> _练习说明_: 判断下列三项说法是否与所给文段相符，每项答“是”或“否”，并引用文段中起决定作用的原文词句。(a) 在pytorch里定义自定义layer，需要写一个继承自nn.Module的类并实现forward方法。(b) 文段定义EmptyLayer是为了提高运行速度。(c) 解析route层时，start若大于0，会被转换成相对于当前layer的偏移。

首先是解析配置文件,然后将相应层的feature map 连接起来作为输出

        #If it is a route layer

        elif (x["type"] == "route"):

            x["layers"] = x["layers"].split(',')

            #Start  of a route

            start = int(x["layers"][0])

            #end, if there exists one.

            try:

                end = int(x["layers"][1])

            except:

                end = 0

            #Positive anotation

            if start > 0:

                start = start - index   #start转换成相对于当前layer的偏移

            if end > 0:

                end = end - index       #end转换成相对于当前layer的偏移

            route = EmptyLayer()

            module.add_module("route_{0}".format(index), route)

            if end < 0:   #route层concat当前layer前面的某2个layer,所以index>0是无意义的.

                filters = output_filters[index + start] + output_filters[index + end]

            else:

                filters= output_filters[index + start]

这里我们自定义了一个EmptyLayer

class EmptyLayer(nn.Module):

    def __init__(self):

        super(EmptyLayer, self).__init__()

这里定义EmptyLayer是为了代码的简便起见.在pytorch里定义一个自定义的layer.要写一个类,继承自nn.Module,然后实现forward方法.

关于如何定义一个自定义layer,参见下面的link.

https://pytorch.org/tutorials/beginner/examples_nn/two_layer_net_module.html

import torch

class TwoLayerNet(torch.nn.Module):

    def __init__(self, D_in, H, D_out):

        """

        In the constructor we instantiate two nn.Linear modules and assign them as

        member variables.

        """

        super(TwoLayerNet, self).__init__()

        self.linear1 = torch.nn.Linear(D_in, H)

        self.linear2 = torch.nn.Linear(H, D_out)

    def forward(self, x):

        """

> _所示数据_:
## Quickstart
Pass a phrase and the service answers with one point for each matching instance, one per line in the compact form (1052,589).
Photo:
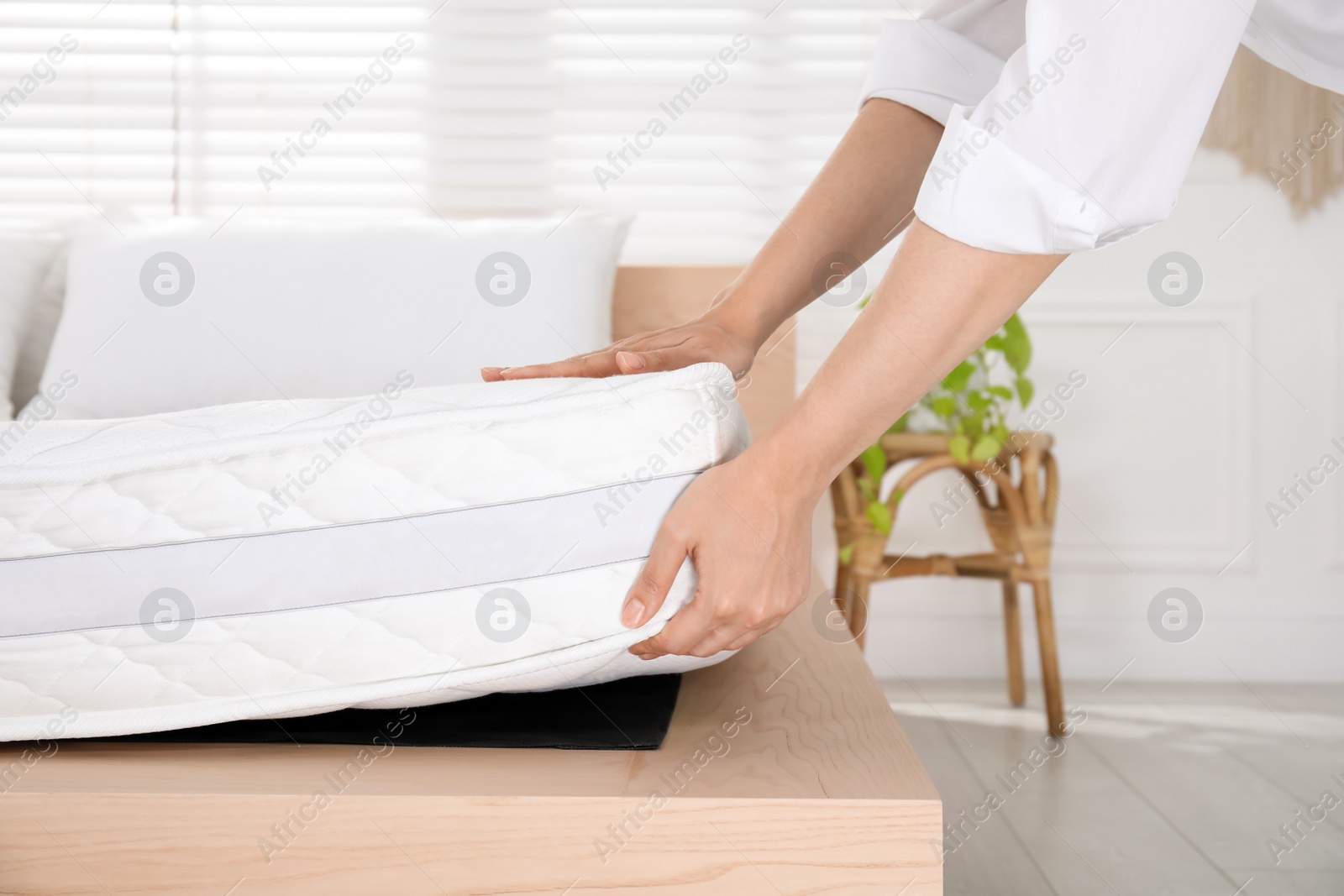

> _答复_:
(a) 是。“要写一个类,继承自nn.Module,然后实现forward方法”
(b) 否。“这里定义EmptyLayer是为了代码的简便起见”
(c) 是。“start转换成相对于当前layer的偏移”